Given exercise => Lines before the one containing "of the beige" are excluded; print that line and every line after it through the end of the material below, exactly.

Supplied material =>
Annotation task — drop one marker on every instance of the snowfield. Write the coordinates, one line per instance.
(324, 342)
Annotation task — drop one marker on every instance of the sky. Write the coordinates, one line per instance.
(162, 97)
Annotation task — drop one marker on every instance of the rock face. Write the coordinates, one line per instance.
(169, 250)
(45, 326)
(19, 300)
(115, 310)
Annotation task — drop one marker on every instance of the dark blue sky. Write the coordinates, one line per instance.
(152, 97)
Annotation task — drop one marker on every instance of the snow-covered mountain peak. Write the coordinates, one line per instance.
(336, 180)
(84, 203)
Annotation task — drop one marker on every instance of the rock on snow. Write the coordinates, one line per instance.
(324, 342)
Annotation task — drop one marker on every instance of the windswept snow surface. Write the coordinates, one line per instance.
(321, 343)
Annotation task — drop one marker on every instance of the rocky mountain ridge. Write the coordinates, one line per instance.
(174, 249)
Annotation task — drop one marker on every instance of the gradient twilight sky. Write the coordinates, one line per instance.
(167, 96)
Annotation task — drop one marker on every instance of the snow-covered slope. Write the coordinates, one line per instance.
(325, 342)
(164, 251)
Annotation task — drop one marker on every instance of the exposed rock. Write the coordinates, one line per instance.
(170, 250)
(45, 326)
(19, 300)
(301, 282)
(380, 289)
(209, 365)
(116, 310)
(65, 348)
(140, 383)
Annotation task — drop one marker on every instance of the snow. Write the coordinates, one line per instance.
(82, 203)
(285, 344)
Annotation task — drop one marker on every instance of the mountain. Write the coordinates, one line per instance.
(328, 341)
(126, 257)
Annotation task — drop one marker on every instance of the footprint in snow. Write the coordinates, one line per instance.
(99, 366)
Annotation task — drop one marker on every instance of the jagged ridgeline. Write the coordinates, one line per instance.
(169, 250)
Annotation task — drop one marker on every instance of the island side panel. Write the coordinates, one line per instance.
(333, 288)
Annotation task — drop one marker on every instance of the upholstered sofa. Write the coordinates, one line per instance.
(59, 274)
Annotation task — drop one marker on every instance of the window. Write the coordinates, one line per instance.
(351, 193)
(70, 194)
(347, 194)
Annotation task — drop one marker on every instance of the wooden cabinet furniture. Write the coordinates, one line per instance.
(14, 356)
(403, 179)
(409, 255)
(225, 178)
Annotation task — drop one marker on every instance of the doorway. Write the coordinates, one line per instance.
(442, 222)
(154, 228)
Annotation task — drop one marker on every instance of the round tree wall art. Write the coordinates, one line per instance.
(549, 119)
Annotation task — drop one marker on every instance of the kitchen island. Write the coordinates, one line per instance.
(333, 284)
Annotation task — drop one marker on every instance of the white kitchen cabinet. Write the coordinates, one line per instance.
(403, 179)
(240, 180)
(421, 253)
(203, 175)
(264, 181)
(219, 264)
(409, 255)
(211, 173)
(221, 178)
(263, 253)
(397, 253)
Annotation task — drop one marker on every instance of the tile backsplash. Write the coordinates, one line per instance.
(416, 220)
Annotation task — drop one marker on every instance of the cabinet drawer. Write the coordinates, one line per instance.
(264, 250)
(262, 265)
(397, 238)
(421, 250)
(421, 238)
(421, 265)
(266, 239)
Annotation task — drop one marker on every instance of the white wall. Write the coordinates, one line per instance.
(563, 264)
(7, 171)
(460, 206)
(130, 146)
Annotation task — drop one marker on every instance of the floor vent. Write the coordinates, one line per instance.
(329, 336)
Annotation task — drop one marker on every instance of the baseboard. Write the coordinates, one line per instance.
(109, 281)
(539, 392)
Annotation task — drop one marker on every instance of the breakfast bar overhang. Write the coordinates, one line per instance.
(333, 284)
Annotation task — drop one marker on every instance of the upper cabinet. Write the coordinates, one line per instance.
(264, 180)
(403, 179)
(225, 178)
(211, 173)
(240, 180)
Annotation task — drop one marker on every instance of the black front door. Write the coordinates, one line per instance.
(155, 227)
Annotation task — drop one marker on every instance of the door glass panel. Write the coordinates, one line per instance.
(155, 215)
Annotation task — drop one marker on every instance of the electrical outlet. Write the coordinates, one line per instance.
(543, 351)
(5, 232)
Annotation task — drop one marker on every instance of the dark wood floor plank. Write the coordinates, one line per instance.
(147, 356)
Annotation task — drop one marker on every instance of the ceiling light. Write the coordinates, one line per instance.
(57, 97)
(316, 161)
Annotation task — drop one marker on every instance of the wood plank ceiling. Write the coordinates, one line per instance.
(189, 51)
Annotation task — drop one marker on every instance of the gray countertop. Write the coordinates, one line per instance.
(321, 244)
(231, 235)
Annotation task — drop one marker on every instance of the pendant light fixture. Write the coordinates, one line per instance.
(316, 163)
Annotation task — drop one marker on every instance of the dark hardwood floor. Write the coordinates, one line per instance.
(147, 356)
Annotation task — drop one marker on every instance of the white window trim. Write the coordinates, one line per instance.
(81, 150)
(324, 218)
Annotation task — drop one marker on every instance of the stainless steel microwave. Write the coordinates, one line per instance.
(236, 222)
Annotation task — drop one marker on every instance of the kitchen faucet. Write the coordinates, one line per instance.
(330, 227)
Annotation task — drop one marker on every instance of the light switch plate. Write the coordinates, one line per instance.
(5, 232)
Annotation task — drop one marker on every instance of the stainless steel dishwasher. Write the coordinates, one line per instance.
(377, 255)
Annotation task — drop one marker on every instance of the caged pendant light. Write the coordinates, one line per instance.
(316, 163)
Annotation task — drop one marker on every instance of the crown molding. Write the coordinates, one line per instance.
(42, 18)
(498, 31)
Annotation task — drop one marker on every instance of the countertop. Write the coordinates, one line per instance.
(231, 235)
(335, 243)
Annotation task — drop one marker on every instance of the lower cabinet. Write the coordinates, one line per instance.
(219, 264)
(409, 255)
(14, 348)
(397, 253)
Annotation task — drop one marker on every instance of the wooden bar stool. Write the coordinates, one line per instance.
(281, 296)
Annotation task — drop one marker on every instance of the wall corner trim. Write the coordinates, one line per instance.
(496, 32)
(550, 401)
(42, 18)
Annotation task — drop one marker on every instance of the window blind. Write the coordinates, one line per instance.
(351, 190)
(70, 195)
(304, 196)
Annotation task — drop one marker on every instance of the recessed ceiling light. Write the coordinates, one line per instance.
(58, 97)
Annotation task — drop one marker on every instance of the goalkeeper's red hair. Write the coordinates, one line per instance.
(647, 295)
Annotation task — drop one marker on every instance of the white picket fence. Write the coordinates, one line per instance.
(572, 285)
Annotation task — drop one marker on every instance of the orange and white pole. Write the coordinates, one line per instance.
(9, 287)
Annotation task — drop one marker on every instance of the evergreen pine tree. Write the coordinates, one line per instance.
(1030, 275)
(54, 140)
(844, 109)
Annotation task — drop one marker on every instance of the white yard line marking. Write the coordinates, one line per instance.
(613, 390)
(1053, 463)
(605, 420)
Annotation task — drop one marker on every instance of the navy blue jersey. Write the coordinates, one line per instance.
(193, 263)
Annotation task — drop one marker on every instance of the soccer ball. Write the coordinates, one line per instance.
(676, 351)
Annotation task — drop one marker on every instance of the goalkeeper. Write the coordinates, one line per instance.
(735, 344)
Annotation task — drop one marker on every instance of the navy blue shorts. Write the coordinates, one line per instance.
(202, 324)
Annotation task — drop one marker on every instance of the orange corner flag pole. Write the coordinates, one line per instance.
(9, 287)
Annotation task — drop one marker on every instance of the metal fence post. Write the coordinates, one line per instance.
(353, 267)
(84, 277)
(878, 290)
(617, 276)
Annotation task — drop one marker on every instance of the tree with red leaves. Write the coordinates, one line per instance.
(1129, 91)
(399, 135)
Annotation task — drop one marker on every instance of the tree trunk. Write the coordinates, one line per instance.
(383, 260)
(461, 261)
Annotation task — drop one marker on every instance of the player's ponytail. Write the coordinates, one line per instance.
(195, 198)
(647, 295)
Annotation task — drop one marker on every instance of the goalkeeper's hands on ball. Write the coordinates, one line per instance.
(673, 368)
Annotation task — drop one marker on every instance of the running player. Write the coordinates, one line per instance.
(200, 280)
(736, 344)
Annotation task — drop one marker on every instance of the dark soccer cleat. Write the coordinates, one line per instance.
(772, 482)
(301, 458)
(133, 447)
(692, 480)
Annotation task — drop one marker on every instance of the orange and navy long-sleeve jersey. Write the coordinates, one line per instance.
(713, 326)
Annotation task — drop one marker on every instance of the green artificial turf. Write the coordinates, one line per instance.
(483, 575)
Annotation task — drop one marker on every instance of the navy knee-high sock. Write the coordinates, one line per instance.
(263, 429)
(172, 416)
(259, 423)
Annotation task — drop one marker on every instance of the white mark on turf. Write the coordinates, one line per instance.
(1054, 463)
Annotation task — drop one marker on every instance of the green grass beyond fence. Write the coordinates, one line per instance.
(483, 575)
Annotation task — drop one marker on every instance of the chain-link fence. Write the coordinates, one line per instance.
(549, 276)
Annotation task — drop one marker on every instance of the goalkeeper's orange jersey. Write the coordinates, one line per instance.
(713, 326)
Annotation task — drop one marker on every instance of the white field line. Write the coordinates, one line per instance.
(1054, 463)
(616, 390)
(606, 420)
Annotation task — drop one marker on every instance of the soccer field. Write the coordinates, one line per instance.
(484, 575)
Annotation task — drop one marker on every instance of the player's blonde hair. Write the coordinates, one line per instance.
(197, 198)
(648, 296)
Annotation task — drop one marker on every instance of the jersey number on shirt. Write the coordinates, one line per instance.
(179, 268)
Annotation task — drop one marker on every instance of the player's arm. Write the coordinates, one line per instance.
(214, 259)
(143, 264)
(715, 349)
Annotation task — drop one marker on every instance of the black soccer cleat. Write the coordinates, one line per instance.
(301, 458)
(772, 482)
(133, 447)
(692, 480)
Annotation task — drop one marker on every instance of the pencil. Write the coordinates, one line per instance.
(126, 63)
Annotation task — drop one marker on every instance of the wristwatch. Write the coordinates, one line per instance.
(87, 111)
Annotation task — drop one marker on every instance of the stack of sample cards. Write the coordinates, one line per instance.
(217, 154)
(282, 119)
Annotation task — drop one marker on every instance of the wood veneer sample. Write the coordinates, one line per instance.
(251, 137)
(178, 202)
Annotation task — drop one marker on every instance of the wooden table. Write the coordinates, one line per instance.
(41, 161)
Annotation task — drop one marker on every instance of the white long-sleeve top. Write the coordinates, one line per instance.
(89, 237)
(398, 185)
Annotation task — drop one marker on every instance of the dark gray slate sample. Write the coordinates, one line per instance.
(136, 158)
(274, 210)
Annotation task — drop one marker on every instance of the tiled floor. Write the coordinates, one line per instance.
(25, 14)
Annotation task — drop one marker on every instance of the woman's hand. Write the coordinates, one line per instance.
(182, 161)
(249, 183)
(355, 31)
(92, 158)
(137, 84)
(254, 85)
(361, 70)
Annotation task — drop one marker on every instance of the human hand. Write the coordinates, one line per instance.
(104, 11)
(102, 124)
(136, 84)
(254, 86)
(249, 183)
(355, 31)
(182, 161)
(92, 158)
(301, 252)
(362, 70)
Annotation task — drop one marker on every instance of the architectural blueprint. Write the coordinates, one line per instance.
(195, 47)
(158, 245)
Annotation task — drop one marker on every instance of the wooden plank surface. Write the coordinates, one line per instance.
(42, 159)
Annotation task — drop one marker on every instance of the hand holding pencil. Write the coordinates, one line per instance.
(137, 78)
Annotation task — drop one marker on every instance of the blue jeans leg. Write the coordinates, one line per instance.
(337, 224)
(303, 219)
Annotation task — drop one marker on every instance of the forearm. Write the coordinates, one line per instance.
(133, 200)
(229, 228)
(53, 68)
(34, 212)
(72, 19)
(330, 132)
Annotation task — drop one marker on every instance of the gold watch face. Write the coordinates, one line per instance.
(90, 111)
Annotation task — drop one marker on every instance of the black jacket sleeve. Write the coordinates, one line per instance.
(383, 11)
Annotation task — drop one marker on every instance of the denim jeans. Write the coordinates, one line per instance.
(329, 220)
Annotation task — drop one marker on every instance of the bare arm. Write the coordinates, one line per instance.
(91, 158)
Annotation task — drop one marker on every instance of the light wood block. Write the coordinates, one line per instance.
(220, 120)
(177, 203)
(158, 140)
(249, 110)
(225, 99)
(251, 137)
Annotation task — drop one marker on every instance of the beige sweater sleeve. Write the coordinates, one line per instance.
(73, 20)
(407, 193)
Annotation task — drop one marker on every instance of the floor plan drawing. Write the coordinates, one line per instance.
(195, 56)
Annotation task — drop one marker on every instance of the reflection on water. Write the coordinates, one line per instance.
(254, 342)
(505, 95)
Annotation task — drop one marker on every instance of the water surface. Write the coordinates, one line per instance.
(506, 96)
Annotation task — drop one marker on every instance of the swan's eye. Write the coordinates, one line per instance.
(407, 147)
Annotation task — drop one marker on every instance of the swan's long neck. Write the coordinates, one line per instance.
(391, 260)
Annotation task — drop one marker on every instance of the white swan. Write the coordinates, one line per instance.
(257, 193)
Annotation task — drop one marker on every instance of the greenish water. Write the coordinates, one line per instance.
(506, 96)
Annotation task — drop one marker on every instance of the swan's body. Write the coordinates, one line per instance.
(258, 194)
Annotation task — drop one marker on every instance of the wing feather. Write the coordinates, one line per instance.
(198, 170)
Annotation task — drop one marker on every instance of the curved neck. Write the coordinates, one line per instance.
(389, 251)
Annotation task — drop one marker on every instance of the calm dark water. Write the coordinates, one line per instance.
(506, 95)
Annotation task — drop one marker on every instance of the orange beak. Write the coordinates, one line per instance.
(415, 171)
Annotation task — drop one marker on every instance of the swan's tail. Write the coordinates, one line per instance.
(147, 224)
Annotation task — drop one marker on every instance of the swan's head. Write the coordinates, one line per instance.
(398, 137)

Reply to the task =>
Annotation task — drop one marker on every instance of the beige sweater sleeve. Write the coordinates, one line per instance.
(73, 20)
(407, 193)
Annotation task — drop one marker on every instance of the floor plan drawing. Write the coordinates, one line per instance.
(195, 56)
Annotation task — drop one marker on every instance of the reflection on water. Write the coordinates, one line per instance.
(254, 342)
(505, 95)
Annotation task — drop one marker on every instance of the water surface. Write the coordinates, one line per instance.
(506, 96)
Annotation task — drop one marker on every instance of the swan's eye. Write the coordinates, one line per instance.
(407, 147)
Annotation task — drop one marker on every instance of the swan's long neck. Write the coordinates, one line per instance.
(391, 260)
Annotation task — drop one marker on every instance of the white swan. Write the coordinates, one line per instance.
(257, 193)
Annotation task — drop one marker on every instance of the greenish water. Write the coordinates, one line per instance.
(506, 96)
Annotation task — drop one marker on every instance of the swan's body. Write the coordinates, one line per instance.
(258, 194)
Annotation task — drop one marker on every instance of the wing feather. Write the coordinates, one line per instance.
(198, 170)
Annotation task — drop one marker on every instance of the curved neck. Write the coordinates, one line per instance.
(389, 251)
Annotation task — drop one marker on every instance of the calm dark water. Write the coordinates, one line per instance.
(506, 95)
Annotation task — drop one marker on every instance of the orange beak. Write the coordinates, one line per instance.
(415, 171)
Annotation task — drop one marker on every instance of the swan's tail. Write the coordinates, one line per instance.
(147, 224)
Annotation task — drop one marker on every instance of the swan's head. Write the coordinates, one line per instance.
(398, 137)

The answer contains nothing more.